-- start --
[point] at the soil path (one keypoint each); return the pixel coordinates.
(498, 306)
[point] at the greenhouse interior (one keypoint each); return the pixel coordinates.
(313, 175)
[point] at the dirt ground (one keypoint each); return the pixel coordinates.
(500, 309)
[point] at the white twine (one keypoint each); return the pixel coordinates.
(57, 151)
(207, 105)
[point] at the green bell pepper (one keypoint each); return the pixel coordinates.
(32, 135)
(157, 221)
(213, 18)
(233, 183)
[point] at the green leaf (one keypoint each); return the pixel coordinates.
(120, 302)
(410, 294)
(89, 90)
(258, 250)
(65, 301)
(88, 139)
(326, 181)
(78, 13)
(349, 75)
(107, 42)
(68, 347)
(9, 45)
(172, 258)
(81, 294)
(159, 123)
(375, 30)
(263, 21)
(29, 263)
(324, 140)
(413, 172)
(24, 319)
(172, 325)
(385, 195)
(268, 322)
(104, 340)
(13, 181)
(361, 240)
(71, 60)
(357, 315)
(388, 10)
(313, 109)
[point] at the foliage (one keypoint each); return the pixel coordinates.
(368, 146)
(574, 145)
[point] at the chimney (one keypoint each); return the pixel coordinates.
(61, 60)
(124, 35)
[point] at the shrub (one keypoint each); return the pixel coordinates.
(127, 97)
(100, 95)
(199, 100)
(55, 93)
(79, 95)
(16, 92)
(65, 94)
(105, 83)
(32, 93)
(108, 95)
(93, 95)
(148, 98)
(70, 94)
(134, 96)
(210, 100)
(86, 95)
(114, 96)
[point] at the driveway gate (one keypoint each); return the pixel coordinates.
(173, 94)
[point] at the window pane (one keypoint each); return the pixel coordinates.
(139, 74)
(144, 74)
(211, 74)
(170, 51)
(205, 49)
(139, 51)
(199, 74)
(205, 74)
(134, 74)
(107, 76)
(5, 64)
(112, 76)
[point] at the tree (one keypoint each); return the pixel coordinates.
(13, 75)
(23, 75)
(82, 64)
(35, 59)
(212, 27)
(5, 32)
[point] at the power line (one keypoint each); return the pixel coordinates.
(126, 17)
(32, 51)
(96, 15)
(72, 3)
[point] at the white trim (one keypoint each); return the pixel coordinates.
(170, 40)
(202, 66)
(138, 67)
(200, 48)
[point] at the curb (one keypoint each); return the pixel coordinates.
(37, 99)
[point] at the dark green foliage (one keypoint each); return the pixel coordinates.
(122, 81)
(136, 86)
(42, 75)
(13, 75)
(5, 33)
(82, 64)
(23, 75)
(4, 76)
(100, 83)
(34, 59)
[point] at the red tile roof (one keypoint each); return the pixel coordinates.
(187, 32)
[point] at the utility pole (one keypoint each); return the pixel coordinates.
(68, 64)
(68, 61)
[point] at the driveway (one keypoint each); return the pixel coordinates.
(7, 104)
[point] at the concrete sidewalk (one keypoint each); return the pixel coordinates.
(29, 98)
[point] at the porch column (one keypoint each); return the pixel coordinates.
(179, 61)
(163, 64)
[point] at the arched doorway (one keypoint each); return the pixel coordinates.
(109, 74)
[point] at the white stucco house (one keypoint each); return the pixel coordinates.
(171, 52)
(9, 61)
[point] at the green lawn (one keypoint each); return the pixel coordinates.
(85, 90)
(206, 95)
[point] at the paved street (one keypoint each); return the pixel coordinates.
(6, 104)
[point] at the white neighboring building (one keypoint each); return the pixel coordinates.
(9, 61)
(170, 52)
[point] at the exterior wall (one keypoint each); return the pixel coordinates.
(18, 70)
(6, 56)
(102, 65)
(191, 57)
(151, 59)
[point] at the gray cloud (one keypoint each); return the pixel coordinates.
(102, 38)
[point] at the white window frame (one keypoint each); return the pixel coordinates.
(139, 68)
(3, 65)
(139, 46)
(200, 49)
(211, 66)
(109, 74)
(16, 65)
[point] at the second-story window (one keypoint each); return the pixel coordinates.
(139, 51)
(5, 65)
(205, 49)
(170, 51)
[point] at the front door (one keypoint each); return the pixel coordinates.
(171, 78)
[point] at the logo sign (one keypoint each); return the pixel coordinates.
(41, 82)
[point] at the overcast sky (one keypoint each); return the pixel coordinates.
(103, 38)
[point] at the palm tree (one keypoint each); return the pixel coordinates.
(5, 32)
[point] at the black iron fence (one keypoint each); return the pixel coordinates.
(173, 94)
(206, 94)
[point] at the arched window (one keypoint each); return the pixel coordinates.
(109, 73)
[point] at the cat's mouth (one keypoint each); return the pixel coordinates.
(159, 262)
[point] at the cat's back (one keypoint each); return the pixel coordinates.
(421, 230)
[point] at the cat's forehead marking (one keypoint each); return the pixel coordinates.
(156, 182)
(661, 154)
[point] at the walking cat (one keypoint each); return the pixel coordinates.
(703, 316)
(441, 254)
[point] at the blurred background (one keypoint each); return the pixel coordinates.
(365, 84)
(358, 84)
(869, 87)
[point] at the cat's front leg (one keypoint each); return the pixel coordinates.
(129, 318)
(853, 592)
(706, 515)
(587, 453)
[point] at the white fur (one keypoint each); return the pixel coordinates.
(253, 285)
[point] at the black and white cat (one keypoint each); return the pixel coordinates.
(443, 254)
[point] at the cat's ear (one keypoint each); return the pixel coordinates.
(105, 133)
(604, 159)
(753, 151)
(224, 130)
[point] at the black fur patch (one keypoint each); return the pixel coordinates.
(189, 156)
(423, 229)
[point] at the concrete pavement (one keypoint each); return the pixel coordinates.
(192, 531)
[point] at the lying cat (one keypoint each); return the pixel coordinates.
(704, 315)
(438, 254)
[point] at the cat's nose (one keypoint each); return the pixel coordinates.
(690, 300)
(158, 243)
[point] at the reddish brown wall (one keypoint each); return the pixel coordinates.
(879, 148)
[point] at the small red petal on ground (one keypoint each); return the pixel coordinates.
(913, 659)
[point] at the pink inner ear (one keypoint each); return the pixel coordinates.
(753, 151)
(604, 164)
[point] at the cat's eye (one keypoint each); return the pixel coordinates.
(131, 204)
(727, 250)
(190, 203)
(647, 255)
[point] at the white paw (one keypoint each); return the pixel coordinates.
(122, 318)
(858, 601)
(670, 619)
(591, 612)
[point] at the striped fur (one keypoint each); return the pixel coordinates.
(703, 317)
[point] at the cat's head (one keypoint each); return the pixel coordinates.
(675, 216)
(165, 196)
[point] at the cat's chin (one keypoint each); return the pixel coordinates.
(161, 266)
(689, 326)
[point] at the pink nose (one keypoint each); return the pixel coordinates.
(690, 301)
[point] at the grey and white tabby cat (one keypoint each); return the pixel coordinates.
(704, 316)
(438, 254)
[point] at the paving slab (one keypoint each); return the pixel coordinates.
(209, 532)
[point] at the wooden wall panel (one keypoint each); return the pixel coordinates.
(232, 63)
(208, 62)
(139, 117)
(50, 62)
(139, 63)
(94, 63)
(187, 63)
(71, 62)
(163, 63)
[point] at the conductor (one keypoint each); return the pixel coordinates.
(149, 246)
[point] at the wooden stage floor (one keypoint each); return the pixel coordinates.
-- end --
*Written request:*
Retype, exactly and only, the lines running from the one with "[point] at the striped" through the final line of the listing above.

*The response:*
[point] at the striped fur (one keypoint each); return the pixel coordinates.
(703, 317)
[point] at the cat's head (one keypoint each); return the pixel coordinates.
(675, 216)
(165, 196)
[point] at the cat's chin (one keypoint each); return the pixel coordinates.
(161, 266)
(689, 326)
[point] at the pink nose (one keypoint each); return the pixel coordinates.
(690, 301)
[point] at the grey and white tabby cat (one keypoint each); return the pixel coordinates.
(704, 316)
(438, 254)
[point] at the paving slab (one keypoint each); return the pixel coordinates.
(209, 532)
[point] at the wooden wall panel (one keypoint each); return the pixel coordinates.
(232, 63)
(208, 62)
(139, 117)
(50, 62)
(139, 63)
(94, 63)
(187, 63)
(71, 62)
(163, 63)
[point] at the conductor (one keypoint each); return the pixel coordinates.
(149, 246)
[point] at the wooden stage floor (one keypoint each); return the pixel coordinates.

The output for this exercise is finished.